##### RAW RECORDS
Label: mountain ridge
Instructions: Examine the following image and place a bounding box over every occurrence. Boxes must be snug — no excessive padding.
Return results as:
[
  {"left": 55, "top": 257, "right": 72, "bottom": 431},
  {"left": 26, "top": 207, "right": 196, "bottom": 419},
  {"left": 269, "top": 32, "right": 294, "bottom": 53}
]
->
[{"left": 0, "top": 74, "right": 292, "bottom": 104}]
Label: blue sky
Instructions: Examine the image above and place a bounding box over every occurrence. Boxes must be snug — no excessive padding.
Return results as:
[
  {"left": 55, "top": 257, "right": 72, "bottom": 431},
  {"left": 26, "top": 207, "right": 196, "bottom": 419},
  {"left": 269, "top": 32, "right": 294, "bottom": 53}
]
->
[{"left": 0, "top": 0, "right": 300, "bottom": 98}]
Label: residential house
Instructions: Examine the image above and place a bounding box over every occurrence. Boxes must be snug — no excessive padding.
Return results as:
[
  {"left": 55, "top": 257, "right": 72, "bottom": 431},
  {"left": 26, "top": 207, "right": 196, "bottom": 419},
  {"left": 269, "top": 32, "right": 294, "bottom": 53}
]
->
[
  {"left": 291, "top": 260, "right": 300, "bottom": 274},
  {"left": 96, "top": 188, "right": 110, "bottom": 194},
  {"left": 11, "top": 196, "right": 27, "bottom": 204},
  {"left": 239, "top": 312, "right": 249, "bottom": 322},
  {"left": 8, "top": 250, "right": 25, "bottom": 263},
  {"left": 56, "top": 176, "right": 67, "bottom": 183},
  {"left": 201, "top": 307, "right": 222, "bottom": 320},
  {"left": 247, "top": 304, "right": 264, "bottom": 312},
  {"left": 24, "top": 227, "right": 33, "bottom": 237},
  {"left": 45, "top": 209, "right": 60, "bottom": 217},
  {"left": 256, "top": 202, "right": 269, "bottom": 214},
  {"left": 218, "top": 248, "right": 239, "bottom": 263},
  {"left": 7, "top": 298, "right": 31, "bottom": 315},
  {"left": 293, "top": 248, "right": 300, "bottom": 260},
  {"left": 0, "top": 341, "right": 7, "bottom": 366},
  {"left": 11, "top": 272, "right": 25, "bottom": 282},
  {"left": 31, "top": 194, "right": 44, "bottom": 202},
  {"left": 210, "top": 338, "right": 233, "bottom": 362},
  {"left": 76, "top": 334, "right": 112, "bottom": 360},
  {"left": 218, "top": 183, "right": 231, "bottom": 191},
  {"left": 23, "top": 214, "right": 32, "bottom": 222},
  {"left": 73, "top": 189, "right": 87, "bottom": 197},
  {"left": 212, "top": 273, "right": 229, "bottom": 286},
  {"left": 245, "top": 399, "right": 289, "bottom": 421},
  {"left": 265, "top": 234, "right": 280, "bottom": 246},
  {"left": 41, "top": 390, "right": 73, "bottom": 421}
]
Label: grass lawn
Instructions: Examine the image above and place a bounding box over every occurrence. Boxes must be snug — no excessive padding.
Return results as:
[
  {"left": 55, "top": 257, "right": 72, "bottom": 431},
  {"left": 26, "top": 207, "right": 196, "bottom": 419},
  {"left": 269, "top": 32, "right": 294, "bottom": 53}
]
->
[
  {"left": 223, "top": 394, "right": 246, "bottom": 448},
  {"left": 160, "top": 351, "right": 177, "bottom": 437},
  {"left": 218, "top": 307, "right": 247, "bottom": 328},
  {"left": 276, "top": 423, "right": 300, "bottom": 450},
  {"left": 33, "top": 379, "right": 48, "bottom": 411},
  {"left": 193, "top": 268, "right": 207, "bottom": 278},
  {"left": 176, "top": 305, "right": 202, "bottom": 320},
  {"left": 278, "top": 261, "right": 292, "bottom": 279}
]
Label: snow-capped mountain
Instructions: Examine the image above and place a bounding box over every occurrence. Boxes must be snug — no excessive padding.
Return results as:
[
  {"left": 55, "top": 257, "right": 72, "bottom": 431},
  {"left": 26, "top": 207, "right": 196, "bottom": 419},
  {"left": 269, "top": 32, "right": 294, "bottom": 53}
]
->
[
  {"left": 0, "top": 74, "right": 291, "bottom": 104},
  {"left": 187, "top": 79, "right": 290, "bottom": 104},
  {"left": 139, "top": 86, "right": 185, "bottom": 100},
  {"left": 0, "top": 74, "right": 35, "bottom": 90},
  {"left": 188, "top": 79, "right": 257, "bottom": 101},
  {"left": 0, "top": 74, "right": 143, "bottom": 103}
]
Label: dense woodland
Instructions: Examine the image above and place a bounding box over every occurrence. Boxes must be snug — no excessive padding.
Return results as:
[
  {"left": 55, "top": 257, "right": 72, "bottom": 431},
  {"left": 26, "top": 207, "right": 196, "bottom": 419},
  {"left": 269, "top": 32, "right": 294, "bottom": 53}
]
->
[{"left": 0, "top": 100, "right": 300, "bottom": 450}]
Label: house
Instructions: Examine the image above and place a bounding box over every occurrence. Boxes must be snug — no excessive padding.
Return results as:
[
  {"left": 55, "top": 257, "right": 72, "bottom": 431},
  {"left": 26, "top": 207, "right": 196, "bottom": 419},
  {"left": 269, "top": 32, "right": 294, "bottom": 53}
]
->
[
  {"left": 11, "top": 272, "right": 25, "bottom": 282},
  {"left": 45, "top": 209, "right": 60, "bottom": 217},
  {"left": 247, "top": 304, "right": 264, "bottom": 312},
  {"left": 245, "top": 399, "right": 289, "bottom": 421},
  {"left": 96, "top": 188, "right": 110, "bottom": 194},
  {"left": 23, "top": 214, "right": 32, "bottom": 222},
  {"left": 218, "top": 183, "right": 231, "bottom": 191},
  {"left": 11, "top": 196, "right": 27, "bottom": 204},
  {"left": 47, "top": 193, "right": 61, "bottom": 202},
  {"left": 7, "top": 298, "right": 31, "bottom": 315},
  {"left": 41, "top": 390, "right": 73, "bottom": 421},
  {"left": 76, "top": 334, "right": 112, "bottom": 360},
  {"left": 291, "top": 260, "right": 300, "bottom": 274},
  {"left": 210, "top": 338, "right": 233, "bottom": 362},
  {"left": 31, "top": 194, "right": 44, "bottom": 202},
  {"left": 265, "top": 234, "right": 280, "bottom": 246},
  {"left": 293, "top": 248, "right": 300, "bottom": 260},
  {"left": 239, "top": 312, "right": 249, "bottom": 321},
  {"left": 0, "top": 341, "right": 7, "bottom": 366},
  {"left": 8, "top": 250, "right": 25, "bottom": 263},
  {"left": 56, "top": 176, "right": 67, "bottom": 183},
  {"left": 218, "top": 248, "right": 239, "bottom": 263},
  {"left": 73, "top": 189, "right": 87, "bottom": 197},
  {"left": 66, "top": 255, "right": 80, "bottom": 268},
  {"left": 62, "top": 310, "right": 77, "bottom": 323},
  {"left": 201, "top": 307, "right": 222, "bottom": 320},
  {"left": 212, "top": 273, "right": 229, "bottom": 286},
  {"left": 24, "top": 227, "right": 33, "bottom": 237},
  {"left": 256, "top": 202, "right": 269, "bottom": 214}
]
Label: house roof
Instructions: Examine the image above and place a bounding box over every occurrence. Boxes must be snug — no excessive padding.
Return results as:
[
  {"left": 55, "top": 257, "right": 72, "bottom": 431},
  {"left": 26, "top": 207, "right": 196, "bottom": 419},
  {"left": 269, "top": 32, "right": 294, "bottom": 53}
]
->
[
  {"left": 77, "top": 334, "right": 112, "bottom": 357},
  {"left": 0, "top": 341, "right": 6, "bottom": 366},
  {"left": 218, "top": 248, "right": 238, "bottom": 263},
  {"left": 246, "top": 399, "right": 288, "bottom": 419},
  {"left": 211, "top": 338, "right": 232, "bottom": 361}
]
##########
### WHAT IS EXPECTED
Starting at the line that contains "Label: house roof" and continuing through the end of the records, copy every line, scaling each bounding-box coordinate in the answers by 1.85 and rounding to the nearest whole number, with halves rounded up. Leave everything else as it is, including the sample coordinates shown in the return format.

### SOLVED PROBLEM
Label: house roof
Instructions: Examine the image above and place a bounding box over every occurrence. Boxes must be snug — no excessive padding.
Return results as:
[
  {"left": 55, "top": 257, "right": 72, "bottom": 431},
  {"left": 26, "top": 207, "right": 196, "bottom": 419},
  {"left": 269, "top": 32, "right": 294, "bottom": 53}
]
->
[
  {"left": 142, "top": 618, "right": 207, "bottom": 660},
  {"left": 0, "top": 631, "right": 11, "bottom": 677},
  {"left": 403, "top": 459, "right": 440, "bottom": 487},
  {"left": 455, "top": 738, "right": 533, "bottom": 775},
  {"left": 390, "top": 625, "right": 429, "bottom": 668}
]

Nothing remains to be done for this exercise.